- [Задание]: Определите, согласуется ли с отрывком о московском «Торпедо» каждое из утверждений: (а) всерьёз болеть за «Торпедо» рассказчику довелось примерно с восьми лет; (б) рассказчику сначала понравилась игра команды, а уже потом её название; (в) «Торпедо» разгромило киевских динамовцев со счётом «семь - один». На каждое ответьте «да» или «нет» и приведите точную цитату из отрывка, которая это решает.

=== Выбранный отрывок ===

По-серьёзному же, лет с восьми, я болел за московское «Торпедо». Сначала просто понравилось название - грозное и лёгкое одновременно. А потом и игра, в лучших своих образцах по-голландски изящная, не типичная для тяжеловатого советского футбола, исключая, может быть, ещё тбилисское «Динамо» времён Метревели (кстати, бывшего торпедовца) и Кипиани; если хотите - даже игра в игре: и стрельцовская хитрая пятка, и воронинские джентльменские финты и пасы, и моментальные пластические этюды Банникова и Кавазашвили. Сейчас, когда одна из лучших школ российского футбола практически перестала существовать, мне и самому с трудом верится, что когда-то, мальчишкой, я прыгал от восторга: «Го-ол!», «Го-ол!» под столбом репродуктора в пионерском лагере: «Торпедо» в пух и прах, «семь - один», разносило киевских динамовцев…
Из этого самого лагеря и, кажется, как раз в эту смену я однажды удрал.

=== Исходные материалы ===

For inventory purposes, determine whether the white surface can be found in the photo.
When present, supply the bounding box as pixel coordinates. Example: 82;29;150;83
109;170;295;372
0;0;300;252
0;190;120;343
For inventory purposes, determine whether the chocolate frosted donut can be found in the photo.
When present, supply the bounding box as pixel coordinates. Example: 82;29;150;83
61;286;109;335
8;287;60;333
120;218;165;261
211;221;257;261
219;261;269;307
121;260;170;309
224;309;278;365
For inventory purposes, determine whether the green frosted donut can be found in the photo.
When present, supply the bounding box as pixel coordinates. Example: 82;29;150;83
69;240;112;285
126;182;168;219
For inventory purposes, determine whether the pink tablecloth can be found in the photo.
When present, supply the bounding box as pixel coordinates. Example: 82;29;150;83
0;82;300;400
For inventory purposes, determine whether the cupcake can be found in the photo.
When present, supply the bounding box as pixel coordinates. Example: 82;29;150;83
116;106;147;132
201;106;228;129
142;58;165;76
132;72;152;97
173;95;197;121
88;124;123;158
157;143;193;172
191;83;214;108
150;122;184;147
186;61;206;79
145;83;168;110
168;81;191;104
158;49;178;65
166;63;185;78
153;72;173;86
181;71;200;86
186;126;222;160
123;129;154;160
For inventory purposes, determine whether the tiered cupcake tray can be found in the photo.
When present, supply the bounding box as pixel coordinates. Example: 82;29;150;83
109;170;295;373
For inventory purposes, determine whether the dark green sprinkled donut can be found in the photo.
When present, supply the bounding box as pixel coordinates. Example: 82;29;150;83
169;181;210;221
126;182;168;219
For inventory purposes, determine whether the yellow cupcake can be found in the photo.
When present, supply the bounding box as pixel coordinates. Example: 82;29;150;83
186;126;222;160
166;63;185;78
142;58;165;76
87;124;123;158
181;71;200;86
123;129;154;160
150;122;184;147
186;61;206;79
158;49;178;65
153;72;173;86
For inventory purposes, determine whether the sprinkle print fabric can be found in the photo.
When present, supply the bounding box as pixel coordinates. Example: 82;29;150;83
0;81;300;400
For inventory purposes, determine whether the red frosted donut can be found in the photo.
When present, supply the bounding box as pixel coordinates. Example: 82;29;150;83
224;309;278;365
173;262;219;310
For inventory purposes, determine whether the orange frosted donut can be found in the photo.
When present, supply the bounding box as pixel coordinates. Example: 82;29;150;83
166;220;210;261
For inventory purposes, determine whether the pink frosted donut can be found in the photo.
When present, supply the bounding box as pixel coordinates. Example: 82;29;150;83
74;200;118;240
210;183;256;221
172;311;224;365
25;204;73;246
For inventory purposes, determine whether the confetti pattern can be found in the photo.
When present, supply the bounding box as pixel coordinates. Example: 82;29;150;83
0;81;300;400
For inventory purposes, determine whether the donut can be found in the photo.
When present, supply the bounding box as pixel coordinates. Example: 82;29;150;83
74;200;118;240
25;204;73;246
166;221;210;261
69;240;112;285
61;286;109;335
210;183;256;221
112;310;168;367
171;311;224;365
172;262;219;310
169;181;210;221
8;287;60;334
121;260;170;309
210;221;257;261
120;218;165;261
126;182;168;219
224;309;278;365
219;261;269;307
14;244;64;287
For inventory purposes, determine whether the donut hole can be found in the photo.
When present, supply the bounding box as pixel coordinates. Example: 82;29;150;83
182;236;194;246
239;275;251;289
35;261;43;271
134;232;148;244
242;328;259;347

===
=== Исходные материалы ===

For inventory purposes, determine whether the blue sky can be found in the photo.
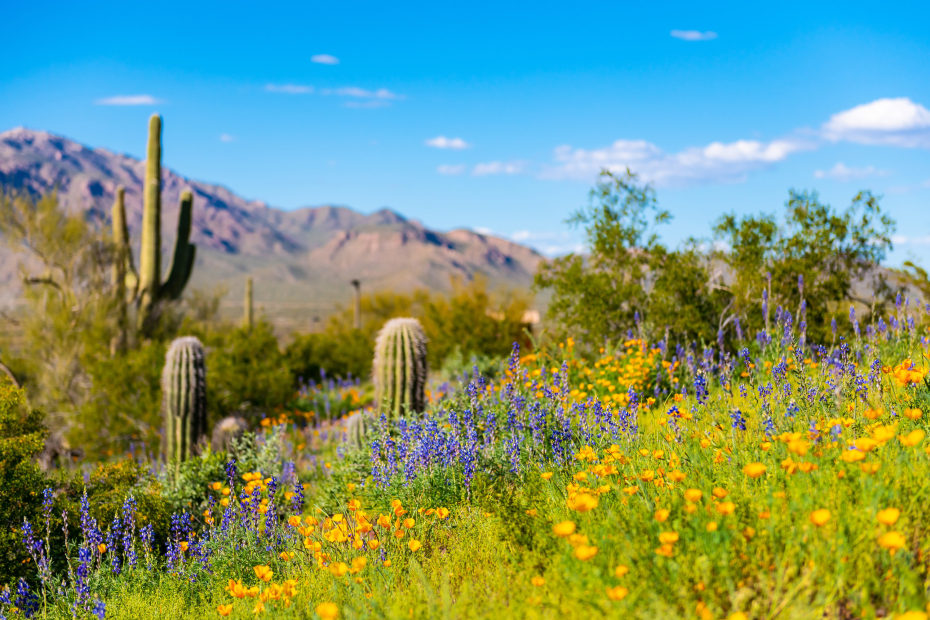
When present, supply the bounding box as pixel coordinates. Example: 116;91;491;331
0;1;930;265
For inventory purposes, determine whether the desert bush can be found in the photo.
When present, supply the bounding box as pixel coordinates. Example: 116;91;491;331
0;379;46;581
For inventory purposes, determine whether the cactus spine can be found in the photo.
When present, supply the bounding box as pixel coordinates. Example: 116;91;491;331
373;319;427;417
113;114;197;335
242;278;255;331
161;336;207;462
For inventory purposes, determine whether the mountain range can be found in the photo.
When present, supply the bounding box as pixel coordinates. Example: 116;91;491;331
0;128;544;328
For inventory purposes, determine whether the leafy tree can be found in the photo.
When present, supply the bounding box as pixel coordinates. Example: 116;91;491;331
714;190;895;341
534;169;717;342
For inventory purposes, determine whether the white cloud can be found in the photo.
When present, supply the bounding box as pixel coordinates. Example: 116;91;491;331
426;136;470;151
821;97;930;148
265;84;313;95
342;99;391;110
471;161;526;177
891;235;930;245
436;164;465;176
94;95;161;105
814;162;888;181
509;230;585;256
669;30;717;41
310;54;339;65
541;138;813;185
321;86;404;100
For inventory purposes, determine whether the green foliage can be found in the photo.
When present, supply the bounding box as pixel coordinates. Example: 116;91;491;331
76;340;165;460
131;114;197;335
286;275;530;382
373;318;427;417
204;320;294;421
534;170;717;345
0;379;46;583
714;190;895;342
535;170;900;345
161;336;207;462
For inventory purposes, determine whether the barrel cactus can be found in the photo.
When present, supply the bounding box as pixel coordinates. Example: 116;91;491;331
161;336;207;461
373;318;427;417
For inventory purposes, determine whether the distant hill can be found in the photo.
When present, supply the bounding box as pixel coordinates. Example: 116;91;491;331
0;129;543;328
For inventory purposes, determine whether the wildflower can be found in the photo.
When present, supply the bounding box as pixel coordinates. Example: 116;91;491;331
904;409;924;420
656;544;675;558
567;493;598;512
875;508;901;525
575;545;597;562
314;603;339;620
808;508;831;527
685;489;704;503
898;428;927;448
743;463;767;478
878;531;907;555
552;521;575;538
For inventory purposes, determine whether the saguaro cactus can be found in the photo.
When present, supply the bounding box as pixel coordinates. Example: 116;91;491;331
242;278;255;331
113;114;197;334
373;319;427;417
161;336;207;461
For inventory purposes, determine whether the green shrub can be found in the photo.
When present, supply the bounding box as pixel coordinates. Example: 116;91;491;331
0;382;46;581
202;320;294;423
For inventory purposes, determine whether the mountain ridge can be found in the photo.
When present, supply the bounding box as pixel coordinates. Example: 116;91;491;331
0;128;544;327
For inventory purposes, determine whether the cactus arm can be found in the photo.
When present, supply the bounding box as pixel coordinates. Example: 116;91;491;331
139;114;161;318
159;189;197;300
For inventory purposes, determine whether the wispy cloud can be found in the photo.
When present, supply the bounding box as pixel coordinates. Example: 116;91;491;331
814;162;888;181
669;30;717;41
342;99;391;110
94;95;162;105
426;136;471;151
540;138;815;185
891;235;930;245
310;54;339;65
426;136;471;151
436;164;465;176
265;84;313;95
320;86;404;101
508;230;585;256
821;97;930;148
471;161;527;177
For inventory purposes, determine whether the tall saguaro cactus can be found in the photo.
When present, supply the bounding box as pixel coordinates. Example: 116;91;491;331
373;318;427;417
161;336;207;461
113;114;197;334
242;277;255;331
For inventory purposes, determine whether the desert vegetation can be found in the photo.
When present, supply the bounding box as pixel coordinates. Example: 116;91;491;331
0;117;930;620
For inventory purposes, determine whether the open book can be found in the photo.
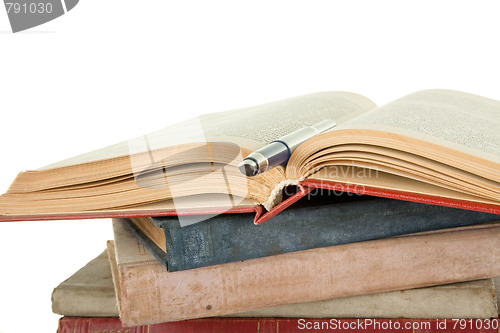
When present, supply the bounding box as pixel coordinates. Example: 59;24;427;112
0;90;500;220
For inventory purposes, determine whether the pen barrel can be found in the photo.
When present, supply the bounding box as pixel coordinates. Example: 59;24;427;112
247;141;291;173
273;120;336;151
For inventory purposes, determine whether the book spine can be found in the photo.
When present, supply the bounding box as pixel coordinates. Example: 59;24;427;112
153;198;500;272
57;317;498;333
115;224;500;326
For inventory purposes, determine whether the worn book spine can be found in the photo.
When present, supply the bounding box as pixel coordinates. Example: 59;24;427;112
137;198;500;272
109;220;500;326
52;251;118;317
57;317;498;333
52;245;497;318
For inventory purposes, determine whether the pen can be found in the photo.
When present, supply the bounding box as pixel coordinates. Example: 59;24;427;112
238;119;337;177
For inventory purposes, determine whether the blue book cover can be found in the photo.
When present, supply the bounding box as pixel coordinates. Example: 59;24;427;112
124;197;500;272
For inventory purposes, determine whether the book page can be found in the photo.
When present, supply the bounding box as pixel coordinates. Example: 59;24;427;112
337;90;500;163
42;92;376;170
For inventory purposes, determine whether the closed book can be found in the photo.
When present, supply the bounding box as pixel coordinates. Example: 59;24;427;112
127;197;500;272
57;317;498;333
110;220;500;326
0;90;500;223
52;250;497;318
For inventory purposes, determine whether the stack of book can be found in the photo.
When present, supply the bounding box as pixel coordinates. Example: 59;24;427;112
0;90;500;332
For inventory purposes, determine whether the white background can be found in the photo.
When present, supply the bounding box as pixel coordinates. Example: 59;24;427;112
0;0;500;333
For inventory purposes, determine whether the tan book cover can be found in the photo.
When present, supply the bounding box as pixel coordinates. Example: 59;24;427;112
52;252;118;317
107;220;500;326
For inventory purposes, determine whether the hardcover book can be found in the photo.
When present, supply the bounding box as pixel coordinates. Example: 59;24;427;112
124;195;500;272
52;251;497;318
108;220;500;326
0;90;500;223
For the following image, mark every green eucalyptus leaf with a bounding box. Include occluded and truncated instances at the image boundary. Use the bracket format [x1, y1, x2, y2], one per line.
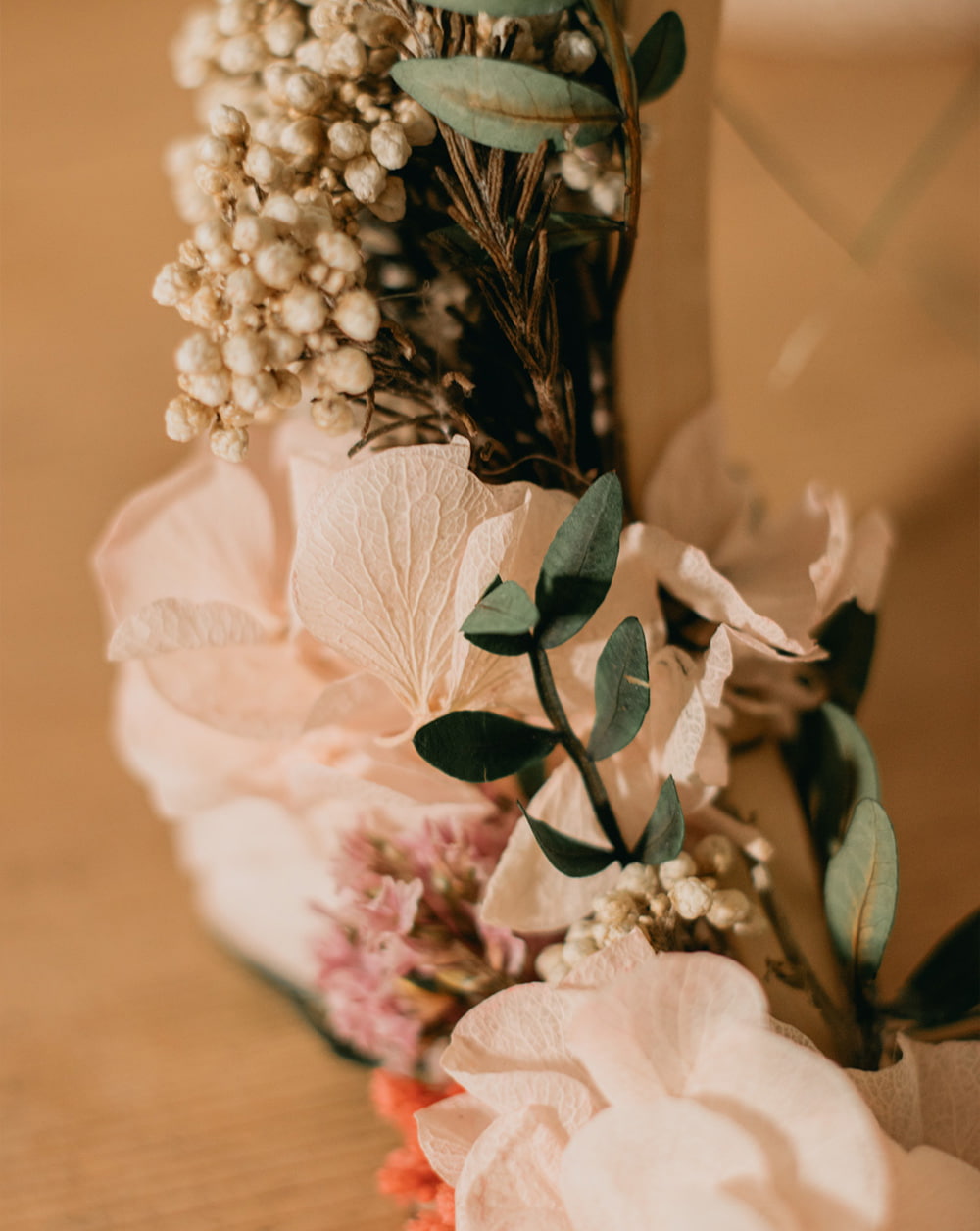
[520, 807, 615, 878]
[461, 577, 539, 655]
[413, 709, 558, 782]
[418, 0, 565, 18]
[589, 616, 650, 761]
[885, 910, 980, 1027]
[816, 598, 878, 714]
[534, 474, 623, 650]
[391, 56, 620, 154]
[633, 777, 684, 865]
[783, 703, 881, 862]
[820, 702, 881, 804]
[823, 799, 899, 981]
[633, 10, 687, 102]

===

- [Ответ]:
(а) Да: «По-серьёзному же, лет с восьми, я болел за московское «Торпедо».»
(б) Нет: «Сначала просто понравилось название - грозное и лёгкое одновременно.»
(в) Да: «„Торпедо“ в пух и прах, „семь - один“, разносило киевских динамовцев»